- Material shown:
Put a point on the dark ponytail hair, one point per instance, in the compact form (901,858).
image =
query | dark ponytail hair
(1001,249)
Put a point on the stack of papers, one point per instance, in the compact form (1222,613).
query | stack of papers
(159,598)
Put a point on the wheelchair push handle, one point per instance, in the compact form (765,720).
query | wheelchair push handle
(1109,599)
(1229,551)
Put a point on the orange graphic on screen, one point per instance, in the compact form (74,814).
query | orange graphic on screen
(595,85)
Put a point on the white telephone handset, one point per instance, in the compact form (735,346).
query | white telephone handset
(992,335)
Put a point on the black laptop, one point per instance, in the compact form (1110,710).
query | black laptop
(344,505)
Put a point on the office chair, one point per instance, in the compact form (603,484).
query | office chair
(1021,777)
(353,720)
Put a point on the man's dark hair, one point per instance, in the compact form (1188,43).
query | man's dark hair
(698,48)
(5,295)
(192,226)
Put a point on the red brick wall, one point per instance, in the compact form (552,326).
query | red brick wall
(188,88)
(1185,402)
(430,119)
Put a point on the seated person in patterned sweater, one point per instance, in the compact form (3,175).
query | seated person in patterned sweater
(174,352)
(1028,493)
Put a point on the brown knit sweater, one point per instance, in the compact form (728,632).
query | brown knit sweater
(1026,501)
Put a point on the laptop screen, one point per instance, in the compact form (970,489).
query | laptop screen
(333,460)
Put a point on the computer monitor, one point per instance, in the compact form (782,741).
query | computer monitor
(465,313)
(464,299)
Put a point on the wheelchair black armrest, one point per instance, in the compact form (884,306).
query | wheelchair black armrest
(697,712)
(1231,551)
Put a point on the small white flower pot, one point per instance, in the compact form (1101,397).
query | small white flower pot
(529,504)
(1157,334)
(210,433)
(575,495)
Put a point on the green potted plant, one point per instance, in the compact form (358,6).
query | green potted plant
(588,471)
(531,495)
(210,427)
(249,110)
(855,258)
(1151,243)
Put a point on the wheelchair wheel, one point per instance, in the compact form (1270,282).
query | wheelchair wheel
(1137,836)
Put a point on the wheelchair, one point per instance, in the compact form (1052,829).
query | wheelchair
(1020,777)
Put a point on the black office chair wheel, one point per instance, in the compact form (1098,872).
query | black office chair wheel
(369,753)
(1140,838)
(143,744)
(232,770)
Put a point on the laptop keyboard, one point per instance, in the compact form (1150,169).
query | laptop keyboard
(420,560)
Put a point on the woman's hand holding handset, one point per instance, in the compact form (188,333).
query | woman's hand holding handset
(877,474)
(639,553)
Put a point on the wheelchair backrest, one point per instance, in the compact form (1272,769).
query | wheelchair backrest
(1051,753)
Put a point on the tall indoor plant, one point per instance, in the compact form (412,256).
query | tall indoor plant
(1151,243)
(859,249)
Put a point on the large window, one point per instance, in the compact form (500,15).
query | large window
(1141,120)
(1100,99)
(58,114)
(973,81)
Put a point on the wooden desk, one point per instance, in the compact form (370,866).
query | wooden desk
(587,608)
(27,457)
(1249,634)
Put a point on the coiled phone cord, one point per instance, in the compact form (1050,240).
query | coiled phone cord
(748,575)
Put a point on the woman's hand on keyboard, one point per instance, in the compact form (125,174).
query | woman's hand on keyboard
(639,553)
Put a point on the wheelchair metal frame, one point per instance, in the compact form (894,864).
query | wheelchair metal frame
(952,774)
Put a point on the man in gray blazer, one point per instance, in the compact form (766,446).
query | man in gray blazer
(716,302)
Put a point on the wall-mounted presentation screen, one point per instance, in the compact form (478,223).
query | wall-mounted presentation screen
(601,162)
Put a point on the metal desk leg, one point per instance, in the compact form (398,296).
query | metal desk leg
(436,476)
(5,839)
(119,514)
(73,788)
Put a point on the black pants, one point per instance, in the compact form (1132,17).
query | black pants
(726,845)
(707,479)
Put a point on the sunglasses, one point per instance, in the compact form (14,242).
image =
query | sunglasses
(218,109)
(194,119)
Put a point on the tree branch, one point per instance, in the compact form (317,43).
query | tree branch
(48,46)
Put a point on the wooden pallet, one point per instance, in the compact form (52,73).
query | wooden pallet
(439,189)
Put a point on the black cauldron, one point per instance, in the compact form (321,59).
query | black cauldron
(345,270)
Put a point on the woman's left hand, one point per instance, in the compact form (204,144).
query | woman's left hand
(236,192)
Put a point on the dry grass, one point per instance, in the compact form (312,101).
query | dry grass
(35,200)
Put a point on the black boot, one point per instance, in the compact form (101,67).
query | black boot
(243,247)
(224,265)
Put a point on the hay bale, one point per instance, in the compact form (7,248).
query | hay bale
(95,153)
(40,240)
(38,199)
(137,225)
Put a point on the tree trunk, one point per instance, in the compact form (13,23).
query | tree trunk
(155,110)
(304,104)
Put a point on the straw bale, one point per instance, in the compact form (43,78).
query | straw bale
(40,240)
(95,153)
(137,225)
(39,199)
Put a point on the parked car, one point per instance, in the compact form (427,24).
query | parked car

- What the exercise asks: Please print every line of the records above again, word for word, with nothing added or dropped.

- Answer to the exercise:
Put a point on the dark ponytail hair, one point per instance, in the compact form (901,858).
image =
query | dark ponytail hair
(1001,249)
Put a point on the stack of papers, one point per instance, in the compact form (1222,613).
query | stack of papers
(159,598)
Put a point on the wheelchair push handle, one point per instance, in the compact form (765,720).
query | wheelchair push handle
(1109,599)
(1229,551)
Put a point on the orange graphic on screen, one point per instance, in the compact form (74,814).
query | orange graphic on screen
(595,85)
Put a point on the white telephone handset, one point per instance, in the compact form (735,346).
query | white telephone handset
(992,335)
Put a point on the black laptop, one point per instance, in the compact form (1110,710).
query | black laptop
(344,505)
Put a point on the office chair, one point per instance, in the compact form (603,484).
query | office chair
(1021,777)
(353,720)
Put a point on the man's dark hair, one point per instance, in the compact form (1188,43).
query | man's dark hair
(698,48)
(5,295)
(192,226)
Put a point on the red brick wall, one point per instance, in the compact form (552,326).
query | red brick wall
(188,88)
(1185,402)
(430,119)
Put a point on the seated person in patterned sweater, one point per instance, in the compact form (3,175).
query | seated person in patterned sweater
(174,352)
(1028,493)
Put a point on the brown knit sweater, one point per instance, in the compact form (728,632).
query | brown knit sweater
(1026,501)
Put a point on the laptop screen, one point per instance, in the compact form (970,489).
query | laptop screen
(333,460)
Put a point on the computer monitor, one point per instance, in the compact form (782,741).
query | computer monitor
(465,313)
(464,299)
Put a point on the wheelchair black armrest, one point per instance, in the compact form (884,306).
query | wheelchair black armrest
(697,712)
(1231,551)
Put a point on the small white flower pot, one point per instance, in the compact form (1101,397).
query | small white flower pot
(529,504)
(1157,334)
(210,433)
(575,495)
Put a point on the green potted plant, one point per instance, in the compact form (358,6).
query | green potted plant
(588,471)
(531,495)
(210,427)
(249,110)
(855,258)
(1151,243)
Put a point on the wheelchair wheel, one point per instance, in the compact form (1270,282).
query | wheelchair wheel
(1137,836)
Put a point on the wheelchair, one point per instance, in the compact form (1052,829).
query | wheelchair
(1020,777)
Put a point on the black office chair wheel, one point per instance, in the compact form (1098,872).
query | black office chair wheel
(369,753)
(1140,838)
(143,744)
(232,770)
Put a point on the laptop keyboard, one point per instance, in the compact form (1150,169).
query | laptop keyboard
(420,560)
Put a point on the woman's hand holding handset, one point per instance, in the compact form (188,333).
query | woman's hand holding handset
(877,474)
(639,553)
Put a point on the wheelchair backrest, one point per instance, in the compact form (1272,769).
query | wheelchair backrest
(1051,753)
Put a point on the tall indoor plant, one point per instance, in the compact form (412,256).
query | tall indoor plant
(1151,243)
(859,249)
Put a point on the large window, one point per instance, in the compact form (500,15).
query | large window
(1141,120)
(1100,99)
(58,114)
(973,81)
Put a point on the wooden desk, one point per instance, in the compact form (370,866).
query | wooden desk
(587,608)
(27,457)
(1249,634)
Put a point on the coiled phone cord, one point per instance, in the compact form (1050,240).
query | coiled phone cord
(748,575)
Put a point on the woman's hand on keyboard, one point per instance, in the compact form (125,174).
query | woman's hand on keyboard
(639,553)
Put a point on the wheelchair metal frame, one point per instance, in the compact form (894,864).
query | wheelchair metal frame
(952,774)
Put a point on the man in gray blazer, one point per instance, in the compact form (766,446).
query | man in gray blazer
(716,302)
Put a point on the wall-mounted presentation screen, one point per instance, in the compact form (478,223).
query | wall-mounted presentation screen
(601,162)
Put a point on the metal desk leg, one point per instance, in the compact form (398,296).
query | metal desk leg
(436,476)
(5,839)
(119,514)
(73,788)
Put a point on the black pants, one point per instance, in the compact form (1132,17).
query | black pants
(726,845)
(707,479)
Put a point on the sunglasses, one point per instance, in the compact form (14,242).
image =
query | sunglasses
(218,109)
(194,119)
Put a point on the tree branch, one point per instance, in the compact form (317,43).
query | tree branch
(48,46)
Put a point on the wooden pallet, one point per instance, in the compact form (52,73).
query | wooden pallet
(439,189)
Put a point on the black cauldron, one point per instance, in the compact form (321,59).
query | black cauldron
(345,270)
Put a point on the woman's left hand, one point per instance, in the compact form (204,144).
query | woman's left hand
(236,192)
Put a point on the dry grass, one point per instance, in the compact form (312,101).
query | dry grass
(35,200)
Put a point on the black boot, one point per instance, in the compact form (101,67).
query | black boot
(243,247)
(224,265)
Put a point on the hay bale, one point per instance, in the compact form (7,248).
query | hay bale
(95,153)
(40,240)
(38,199)
(137,225)
Put a point on the tree trunk, one point per instance, in the compact form (13,23).
query | tree trunk
(155,110)
(304,104)
Put a point on the straw bale, one point per instance, in the compact form (43,78).
query | straw bale
(40,240)
(95,153)
(137,225)
(39,199)
Put a point on the parked car, one point per instance, in the compact form (427,24).
query | parked car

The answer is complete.